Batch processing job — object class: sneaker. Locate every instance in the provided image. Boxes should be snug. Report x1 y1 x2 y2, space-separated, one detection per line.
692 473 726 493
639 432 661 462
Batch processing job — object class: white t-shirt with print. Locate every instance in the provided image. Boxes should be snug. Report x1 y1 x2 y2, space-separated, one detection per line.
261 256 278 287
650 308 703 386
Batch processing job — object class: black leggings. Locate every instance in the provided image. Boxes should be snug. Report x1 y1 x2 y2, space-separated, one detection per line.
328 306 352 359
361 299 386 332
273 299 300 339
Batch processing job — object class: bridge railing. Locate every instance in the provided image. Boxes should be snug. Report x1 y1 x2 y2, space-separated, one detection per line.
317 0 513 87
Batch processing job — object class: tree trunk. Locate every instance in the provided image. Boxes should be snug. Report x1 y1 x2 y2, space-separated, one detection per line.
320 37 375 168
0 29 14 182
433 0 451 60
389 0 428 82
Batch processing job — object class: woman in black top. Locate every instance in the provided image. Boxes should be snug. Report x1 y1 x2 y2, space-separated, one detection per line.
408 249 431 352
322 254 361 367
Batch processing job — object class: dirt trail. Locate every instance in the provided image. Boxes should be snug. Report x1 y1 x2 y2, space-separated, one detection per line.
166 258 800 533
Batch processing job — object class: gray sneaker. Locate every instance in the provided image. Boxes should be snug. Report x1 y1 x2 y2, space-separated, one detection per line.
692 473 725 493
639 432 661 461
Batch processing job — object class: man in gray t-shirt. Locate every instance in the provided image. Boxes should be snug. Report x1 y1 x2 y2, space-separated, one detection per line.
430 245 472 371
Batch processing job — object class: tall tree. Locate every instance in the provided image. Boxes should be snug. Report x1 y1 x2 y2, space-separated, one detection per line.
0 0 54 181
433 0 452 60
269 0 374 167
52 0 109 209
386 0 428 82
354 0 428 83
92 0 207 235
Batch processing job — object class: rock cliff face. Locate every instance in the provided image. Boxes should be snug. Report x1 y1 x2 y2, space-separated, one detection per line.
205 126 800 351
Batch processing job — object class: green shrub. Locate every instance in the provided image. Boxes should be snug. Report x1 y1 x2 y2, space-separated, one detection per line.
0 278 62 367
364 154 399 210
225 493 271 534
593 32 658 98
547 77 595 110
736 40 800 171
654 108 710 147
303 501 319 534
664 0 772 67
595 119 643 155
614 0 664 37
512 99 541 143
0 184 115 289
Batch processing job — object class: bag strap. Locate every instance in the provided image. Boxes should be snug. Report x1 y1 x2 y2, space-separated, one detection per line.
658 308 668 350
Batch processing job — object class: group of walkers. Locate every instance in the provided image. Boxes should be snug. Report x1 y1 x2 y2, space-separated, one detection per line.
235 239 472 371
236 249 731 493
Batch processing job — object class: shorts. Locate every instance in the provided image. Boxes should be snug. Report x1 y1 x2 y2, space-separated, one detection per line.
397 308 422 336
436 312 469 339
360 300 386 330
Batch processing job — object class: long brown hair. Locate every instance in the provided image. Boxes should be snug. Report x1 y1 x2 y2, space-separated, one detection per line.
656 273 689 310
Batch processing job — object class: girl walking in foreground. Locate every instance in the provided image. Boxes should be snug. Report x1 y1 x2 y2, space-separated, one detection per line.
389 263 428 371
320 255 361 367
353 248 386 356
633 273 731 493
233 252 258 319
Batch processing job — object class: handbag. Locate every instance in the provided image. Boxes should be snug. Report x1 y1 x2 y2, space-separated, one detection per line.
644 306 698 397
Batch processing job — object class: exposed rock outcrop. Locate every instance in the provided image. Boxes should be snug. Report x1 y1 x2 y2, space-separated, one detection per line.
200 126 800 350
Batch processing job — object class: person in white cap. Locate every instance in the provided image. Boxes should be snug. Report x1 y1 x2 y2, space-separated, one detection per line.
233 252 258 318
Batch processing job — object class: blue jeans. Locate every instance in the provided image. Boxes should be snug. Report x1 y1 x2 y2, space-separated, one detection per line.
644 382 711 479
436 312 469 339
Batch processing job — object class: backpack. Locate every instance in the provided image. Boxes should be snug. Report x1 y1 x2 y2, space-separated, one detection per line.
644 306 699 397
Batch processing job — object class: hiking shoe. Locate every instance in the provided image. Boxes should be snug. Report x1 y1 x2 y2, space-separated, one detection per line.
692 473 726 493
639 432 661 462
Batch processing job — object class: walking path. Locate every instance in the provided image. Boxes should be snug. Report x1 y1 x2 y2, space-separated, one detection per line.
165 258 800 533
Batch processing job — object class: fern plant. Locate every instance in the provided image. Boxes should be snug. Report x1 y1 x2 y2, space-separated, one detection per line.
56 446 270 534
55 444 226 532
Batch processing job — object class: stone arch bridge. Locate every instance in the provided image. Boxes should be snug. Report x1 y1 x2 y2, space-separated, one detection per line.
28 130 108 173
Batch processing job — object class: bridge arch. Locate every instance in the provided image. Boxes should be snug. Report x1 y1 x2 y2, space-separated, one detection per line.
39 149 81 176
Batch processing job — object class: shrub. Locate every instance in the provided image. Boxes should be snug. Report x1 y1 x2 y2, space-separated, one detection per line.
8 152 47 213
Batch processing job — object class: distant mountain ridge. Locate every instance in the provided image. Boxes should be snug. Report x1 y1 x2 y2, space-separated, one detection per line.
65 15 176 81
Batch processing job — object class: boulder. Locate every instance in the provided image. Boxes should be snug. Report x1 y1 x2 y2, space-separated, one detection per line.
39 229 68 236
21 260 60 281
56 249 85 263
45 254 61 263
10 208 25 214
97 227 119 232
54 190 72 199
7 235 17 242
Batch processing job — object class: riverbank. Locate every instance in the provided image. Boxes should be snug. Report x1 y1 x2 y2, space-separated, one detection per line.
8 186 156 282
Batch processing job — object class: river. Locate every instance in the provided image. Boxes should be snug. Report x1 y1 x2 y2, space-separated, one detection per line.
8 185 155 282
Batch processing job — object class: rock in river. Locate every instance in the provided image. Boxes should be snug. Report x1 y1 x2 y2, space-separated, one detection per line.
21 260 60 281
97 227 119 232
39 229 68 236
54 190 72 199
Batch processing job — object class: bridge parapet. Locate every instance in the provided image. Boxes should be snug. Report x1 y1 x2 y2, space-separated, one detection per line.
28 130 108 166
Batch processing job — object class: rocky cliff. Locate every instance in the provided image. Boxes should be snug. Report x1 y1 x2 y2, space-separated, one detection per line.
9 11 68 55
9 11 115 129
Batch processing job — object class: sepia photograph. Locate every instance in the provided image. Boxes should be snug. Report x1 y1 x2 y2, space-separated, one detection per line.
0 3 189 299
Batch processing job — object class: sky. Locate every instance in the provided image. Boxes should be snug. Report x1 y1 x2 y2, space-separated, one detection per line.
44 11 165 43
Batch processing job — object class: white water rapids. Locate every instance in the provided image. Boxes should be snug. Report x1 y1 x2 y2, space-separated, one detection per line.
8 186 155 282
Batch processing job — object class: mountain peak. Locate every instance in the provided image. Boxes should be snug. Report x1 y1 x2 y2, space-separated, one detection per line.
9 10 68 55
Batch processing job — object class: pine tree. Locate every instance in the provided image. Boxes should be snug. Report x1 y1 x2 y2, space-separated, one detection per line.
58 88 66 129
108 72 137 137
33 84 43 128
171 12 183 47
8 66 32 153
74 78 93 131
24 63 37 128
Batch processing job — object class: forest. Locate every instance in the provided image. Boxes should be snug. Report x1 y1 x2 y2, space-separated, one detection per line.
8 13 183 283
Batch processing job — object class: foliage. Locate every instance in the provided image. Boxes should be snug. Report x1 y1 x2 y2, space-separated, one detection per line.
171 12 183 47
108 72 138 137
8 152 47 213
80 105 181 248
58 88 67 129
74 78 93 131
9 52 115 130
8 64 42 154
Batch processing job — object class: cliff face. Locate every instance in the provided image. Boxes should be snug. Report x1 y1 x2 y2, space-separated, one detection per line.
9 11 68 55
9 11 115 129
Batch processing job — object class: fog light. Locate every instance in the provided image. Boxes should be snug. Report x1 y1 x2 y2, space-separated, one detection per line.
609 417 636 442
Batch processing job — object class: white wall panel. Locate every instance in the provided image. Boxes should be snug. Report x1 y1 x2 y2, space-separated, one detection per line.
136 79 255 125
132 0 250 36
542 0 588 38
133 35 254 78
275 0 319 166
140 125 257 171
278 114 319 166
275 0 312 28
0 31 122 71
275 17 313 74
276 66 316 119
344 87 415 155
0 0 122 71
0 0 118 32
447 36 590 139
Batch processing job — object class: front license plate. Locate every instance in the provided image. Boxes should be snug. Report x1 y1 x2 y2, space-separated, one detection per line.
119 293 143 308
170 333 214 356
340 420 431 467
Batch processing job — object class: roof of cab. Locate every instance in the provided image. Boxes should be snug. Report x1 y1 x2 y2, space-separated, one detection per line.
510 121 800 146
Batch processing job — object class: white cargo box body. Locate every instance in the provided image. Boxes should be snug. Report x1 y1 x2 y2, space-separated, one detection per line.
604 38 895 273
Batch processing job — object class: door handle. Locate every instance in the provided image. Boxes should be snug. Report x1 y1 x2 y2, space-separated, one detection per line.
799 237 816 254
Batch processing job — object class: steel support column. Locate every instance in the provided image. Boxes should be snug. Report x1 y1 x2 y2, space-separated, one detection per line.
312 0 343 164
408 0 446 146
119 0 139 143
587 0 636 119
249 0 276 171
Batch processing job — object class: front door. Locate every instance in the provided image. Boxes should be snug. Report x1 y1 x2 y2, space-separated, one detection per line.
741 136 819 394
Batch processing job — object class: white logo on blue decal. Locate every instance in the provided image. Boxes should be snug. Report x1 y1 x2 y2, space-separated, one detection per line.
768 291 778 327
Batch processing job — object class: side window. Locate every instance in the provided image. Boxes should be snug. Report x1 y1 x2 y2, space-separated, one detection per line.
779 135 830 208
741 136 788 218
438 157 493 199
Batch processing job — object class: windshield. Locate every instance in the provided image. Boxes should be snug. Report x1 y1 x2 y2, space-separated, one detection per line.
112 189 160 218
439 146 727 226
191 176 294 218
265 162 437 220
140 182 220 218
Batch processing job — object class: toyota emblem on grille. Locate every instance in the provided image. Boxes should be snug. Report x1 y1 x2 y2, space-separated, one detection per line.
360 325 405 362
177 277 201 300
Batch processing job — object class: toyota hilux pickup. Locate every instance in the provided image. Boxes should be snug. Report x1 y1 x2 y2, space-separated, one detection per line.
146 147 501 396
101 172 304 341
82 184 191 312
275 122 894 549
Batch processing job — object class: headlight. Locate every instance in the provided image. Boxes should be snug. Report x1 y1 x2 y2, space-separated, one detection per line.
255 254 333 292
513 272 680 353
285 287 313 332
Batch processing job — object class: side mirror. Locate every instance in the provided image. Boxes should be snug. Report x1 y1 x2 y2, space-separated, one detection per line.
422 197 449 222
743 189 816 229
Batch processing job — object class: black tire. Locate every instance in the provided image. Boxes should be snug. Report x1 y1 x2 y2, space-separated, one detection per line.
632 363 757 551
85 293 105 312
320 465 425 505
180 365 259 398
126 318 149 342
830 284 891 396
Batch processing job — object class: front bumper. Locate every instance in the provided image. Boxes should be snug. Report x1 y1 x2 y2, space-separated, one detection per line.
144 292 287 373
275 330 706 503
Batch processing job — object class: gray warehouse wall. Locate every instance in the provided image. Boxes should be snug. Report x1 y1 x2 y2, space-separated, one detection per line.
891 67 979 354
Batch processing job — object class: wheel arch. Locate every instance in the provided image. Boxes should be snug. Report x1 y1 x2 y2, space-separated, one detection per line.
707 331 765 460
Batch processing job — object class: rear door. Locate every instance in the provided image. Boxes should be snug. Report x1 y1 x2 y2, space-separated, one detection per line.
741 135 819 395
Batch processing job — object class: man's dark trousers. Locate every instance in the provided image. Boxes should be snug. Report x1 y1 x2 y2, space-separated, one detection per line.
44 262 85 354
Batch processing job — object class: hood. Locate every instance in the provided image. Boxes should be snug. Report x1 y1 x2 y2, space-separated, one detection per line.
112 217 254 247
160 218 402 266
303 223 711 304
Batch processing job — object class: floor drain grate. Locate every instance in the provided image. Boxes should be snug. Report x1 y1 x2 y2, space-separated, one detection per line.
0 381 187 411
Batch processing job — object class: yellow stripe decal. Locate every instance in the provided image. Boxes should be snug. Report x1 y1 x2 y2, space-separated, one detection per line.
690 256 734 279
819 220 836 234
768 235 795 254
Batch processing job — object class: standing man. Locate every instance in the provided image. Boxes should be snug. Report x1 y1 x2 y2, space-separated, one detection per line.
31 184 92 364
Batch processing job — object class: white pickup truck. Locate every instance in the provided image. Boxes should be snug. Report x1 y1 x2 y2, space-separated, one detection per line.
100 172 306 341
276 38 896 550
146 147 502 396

GOAL:
Recast the stretch that opens with the line containing "Batch processing job — object class: toyota hilux" and closes with the line containing "275 122 894 549" as a Markdown table with two columns, Row and Line. Skip any blank lines, and number each remaining line in the Row column.

EXPECTED ANSWER:
| Row | Line |
|---|---|
| 1 | Batch processing job — object class: toyota hilux pickup. Locate every instance in the provided image. Boxes should be snug. Report x1 y1 x2 y2, space-separated, one detection per line. |
| 2 | 146 147 501 396 |
| 3 | 101 172 304 341 |
| 4 | 82 184 191 312 |
| 5 | 275 122 894 549 |